■ Énoncé 1
Citez intégralement l'article sur l'insécurité dans le cercle de Ténenkou.

■ Extrait
Les scènes macabres ne se comptent plus dans le cercle de Ténenkou. Attaques sanglantes, braquages mortels, assassinats à domicile… sont quasiment devenus le quotidien de la pauvre population de cette localité, abandonnée à son triste sort par l’Etat malien et la mission onusienne.
C’est là le constat des cadres ressortissants de ce cercle qui, à l’initiative de l’Association pour le développement du cercle de Ténenkou (Adct), s’étaient réunis, le samedi 27 août dernier à la Maison de la presse, à la faveur d’une conférence sur la situation sécuritaire dans le cercle de Ténenkou et l’état d’exécution des projets structurants.
Outre le Dr Timoré Tioulenta, président de l’Adct et l’honorable Amadou Cissé; plusieurs ressortissants de Ténenkou étaient présents à cette conférence qui se voulait un espace d’échanges et surtout de propositions susceptibles de favoriser le retour de la paix dans le cercle afin que ses populations se consacrent pleinement à leur essor socioéconomique.
Pour planter le décor, M. Tioulenta a décrit le calvaire (l’enfer ?) quotidien de ses parents qui, depuis 2012, subissent les affres de la mort, du doute. Une situation en laquelle n’aura rien changé la signature de l’accord pour la paix et la réconciliation.

■ Énoncé 2
Filtrez les entrées pour ne garder que les lignes où figure la chaîne "cloud".

■ Entrées sources
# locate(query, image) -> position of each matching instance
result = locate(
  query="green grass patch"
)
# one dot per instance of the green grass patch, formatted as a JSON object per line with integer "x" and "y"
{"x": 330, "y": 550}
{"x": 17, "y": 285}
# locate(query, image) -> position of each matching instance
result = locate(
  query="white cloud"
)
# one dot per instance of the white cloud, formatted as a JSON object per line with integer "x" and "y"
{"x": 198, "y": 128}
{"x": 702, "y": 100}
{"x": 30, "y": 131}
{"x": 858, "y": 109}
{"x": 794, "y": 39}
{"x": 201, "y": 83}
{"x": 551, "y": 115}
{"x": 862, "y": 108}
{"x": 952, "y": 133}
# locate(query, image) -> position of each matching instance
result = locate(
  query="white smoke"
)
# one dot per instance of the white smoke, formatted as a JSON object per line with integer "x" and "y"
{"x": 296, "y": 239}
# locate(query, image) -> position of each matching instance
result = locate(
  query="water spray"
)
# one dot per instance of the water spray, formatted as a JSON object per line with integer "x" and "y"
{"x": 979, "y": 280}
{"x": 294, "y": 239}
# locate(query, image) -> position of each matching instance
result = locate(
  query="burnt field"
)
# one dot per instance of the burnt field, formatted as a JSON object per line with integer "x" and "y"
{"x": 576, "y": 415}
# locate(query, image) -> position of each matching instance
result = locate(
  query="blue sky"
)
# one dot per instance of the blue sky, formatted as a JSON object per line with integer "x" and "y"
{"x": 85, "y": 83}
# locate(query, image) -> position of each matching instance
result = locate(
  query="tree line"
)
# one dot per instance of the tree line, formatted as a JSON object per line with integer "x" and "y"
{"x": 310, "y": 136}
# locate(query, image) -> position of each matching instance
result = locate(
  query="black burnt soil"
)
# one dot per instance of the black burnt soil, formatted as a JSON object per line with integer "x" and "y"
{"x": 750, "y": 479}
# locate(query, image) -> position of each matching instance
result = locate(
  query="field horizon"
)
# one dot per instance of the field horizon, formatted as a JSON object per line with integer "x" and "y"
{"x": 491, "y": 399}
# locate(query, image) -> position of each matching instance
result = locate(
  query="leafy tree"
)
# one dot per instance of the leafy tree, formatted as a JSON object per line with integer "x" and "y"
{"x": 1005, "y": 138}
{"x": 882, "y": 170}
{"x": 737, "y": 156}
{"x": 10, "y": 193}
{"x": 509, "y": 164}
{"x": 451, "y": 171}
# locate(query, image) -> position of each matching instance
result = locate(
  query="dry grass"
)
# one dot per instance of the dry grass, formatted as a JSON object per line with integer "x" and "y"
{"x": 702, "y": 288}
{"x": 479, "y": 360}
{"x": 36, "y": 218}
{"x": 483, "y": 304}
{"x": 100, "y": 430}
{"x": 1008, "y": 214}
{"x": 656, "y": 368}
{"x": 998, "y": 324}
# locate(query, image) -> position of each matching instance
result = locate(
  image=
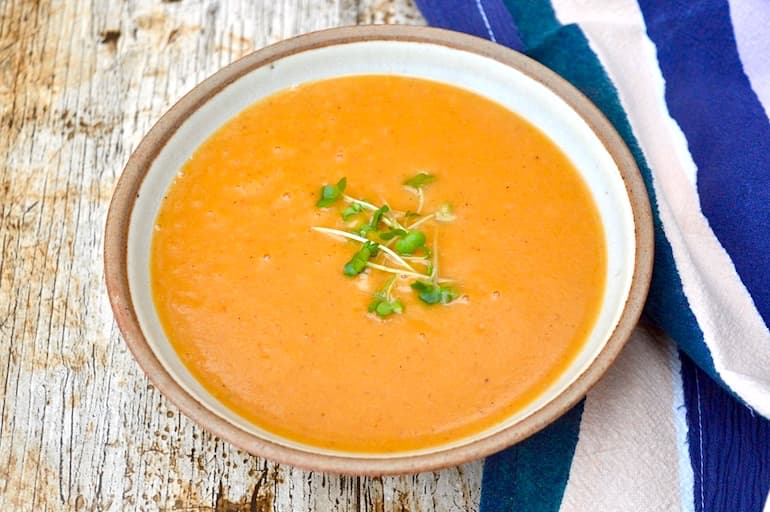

■ Bonne réponse 1
Les scènes macabres ne se comptent plus dans le cercle de Ténenkou. Attaques sanglantes, braquages mortels, assassinats à domicile… sont quasiment devenus le quotidien de la pauvre population de cette localité, abandonnée à son triste sort par l’Etat malien et la mission onusienne.
C’est là le constat des cadres ressortissants de ce cercle qui, à l’initiative de l’Association pour le développement du cercle de Ténenkou (Adct), s’étaient réunis, le samedi 27 août dernier à la Maison de la presse, à la faveur d’une conférence sur la situation sécuritaire dans le cercle de Ténenkou et l’état d’exécution des projets structurants.
Outre le Dr Timoré Tioulenta, président de l’Adct et l’honorable Amadou Cissé; plusieurs ressortissants de Ténenkou étaient présents à cette conférence qui se voulait un espace d’échanges et surtout de propositions susceptibles de favoriser le retour de la paix dans le cercle afin que ses populations se consacrent pleinement à leur essor socioéconomique.
Pour planter le décor, M. Tioulenta a décrit le calvaire (l’enfer ?) quotidien de ses parents qui, depuis 2012, subissent les affres de la mort, du doute. Une situation en laquelle n’aura rien changé la signature de l’accord pour la paix et la réconciliation.

■ Bonne réponse 2
  query="white cloud"
# one dot per instance of the white cloud, formatted as a JSON object per line with integer "x" and "y"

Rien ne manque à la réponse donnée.